#### Information shown ####

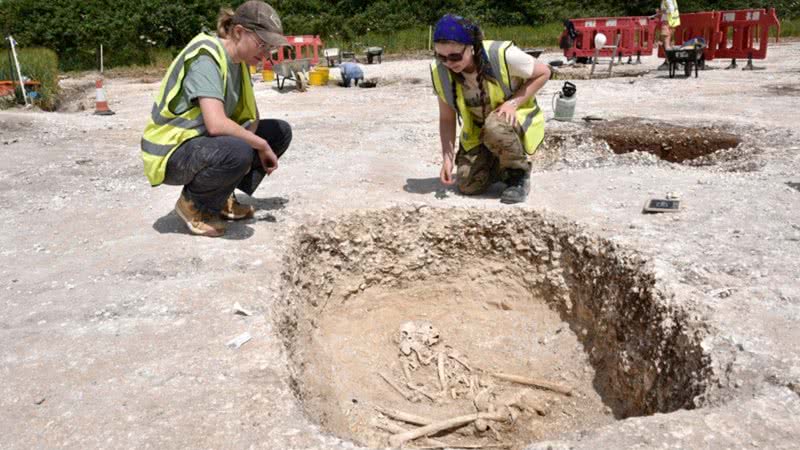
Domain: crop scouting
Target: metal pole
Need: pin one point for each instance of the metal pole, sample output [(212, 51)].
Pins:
[(19, 72), (430, 36)]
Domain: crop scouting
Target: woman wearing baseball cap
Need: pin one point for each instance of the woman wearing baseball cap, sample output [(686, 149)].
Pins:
[(205, 132), (490, 87)]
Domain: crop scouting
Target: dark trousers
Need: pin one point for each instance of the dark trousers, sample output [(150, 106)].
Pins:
[(210, 168)]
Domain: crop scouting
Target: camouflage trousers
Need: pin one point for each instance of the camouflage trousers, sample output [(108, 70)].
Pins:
[(500, 150)]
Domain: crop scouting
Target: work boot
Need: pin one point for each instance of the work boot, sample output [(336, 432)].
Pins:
[(200, 223), (519, 184), (234, 210)]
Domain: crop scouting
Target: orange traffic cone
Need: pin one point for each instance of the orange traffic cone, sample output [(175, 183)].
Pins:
[(101, 105)]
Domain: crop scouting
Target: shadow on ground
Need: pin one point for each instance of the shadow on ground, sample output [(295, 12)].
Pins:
[(171, 223)]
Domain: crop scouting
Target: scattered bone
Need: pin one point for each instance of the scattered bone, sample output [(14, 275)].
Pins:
[(534, 382), (237, 309), (425, 361), (396, 429), (406, 371), (440, 367), (399, 439), (404, 416)]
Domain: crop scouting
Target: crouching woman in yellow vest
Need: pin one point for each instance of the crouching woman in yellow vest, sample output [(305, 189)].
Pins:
[(204, 131), (489, 86)]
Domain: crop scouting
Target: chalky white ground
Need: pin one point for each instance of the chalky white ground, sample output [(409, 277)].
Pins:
[(114, 320)]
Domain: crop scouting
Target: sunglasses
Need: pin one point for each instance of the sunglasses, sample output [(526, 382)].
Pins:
[(452, 57)]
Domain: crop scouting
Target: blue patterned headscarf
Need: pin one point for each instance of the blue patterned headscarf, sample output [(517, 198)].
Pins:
[(452, 28)]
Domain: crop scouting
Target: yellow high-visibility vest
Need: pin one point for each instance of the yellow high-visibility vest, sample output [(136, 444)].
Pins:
[(529, 115), (166, 131), (673, 17)]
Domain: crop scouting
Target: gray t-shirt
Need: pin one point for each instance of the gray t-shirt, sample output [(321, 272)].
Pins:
[(204, 79)]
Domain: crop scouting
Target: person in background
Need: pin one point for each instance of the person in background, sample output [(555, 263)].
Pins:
[(670, 19), (351, 72), (490, 87), (205, 132)]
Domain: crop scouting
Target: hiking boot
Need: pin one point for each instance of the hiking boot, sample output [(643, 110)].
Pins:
[(200, 223), (234, 210), (519, 184)]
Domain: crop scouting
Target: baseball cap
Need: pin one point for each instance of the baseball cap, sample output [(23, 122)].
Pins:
[(263, 20)]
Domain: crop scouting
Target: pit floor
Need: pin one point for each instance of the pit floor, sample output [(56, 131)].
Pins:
[(114, 320), (489, 319)]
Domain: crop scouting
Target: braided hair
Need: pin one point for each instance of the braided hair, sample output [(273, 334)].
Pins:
[(481, 61)]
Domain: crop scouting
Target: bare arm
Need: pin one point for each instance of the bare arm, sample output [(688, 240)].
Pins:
[(447, 136), (218, 124)]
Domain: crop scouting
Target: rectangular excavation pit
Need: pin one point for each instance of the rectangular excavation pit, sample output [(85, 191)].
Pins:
[(509, 292)]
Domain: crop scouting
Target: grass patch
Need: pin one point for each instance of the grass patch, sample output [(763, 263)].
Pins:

####

What you should do — Pull out every line in the listing above that contains the string "high". Case counts, so only lines whose letters match its capitalization qualify.

Task output —
Target: yellow high-visibility vest
Need: pin one point for each instance of the yellow high-visibility vest, sample output [(136, 444)].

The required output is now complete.